Stated task:
Print exactly the lines from the one containing "white sky, place" through the last line of the listing, both included.
[Start of Data]
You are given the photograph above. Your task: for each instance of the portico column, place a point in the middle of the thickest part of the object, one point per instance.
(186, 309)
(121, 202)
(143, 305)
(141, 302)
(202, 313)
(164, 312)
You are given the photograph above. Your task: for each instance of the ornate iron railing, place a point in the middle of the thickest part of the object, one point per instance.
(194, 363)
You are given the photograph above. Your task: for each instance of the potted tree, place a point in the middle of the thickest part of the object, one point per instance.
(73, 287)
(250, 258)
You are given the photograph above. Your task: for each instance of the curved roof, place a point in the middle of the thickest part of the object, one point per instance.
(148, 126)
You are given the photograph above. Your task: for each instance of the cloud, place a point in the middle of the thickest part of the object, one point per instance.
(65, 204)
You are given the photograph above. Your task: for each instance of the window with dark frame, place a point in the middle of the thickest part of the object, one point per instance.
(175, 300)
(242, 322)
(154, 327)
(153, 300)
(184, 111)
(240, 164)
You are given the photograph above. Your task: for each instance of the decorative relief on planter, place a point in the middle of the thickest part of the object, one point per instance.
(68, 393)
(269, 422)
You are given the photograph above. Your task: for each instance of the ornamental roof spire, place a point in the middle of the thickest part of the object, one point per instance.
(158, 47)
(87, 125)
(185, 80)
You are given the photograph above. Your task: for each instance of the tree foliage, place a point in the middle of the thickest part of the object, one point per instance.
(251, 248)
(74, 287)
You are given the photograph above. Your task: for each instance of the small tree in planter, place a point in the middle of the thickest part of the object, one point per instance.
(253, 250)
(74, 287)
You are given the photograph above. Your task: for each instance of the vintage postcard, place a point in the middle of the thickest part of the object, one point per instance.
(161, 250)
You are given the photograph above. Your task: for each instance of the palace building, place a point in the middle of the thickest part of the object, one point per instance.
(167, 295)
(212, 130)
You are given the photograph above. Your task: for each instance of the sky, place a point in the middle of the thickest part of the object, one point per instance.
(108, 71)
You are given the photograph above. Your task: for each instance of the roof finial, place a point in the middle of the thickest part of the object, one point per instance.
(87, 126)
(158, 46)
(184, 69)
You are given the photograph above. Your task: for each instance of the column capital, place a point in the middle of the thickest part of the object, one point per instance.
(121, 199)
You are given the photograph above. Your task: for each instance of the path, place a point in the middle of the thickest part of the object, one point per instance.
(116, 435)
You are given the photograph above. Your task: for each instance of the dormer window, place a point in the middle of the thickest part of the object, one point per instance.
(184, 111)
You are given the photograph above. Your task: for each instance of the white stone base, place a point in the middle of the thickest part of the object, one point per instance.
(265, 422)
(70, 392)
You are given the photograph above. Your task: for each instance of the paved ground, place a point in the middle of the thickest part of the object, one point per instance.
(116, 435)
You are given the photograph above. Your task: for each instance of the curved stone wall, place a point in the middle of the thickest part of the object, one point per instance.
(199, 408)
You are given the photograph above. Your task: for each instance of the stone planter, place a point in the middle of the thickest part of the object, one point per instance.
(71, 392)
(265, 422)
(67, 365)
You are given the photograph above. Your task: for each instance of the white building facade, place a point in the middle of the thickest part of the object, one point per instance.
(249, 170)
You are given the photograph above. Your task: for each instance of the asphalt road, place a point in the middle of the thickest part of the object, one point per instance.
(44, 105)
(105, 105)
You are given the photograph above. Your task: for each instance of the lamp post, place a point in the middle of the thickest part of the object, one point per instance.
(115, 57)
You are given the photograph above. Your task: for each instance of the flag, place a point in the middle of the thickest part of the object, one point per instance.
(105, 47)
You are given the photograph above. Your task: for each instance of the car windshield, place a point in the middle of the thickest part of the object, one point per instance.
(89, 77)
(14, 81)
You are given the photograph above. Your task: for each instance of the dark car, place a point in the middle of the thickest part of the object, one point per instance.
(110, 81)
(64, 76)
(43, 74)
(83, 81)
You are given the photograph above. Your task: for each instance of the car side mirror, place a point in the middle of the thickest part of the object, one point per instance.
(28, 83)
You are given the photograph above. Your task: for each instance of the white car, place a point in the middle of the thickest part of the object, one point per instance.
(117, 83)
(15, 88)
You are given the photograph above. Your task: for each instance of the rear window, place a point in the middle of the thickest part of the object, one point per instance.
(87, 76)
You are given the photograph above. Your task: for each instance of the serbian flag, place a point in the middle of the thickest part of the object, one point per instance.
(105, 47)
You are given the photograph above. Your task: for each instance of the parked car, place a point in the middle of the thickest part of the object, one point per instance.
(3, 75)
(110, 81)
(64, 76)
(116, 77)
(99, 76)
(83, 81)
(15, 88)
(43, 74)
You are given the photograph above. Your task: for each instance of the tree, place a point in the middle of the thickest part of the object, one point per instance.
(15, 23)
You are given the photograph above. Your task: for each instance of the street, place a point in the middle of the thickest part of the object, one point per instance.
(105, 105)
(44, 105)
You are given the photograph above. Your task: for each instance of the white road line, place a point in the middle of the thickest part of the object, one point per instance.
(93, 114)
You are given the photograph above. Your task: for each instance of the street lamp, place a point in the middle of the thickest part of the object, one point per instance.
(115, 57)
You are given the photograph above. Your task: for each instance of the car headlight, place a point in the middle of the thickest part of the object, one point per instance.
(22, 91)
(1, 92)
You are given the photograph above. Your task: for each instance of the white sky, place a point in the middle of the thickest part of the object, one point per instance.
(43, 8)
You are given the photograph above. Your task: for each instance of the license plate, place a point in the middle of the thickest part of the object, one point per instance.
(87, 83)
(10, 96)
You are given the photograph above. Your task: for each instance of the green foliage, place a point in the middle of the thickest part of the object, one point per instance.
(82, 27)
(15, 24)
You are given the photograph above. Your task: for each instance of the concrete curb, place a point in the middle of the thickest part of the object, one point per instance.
[End of Data]
Solution to the problem:
You are given the photograph above. Your task: for each instance of the white sky, place a point in the middle of the thickest part of the object, one point per instance.
(43, 8)
You are given the photograph above. Your task: for each instance of the license plate, place a point in the middle of the thickest part of the object, one point per instance.
(87, 83)
(10, 96)
You are given the photograph above. Your task: for each instance of the green foliage, place a point in the middle of the thickest part of the object, one point per instance.
(82, 27)
(15, 24)
You are given the photograph above. Your task: for each instance of the concrete curb, place a point in the middle of the thickest part of the object, one point per instance.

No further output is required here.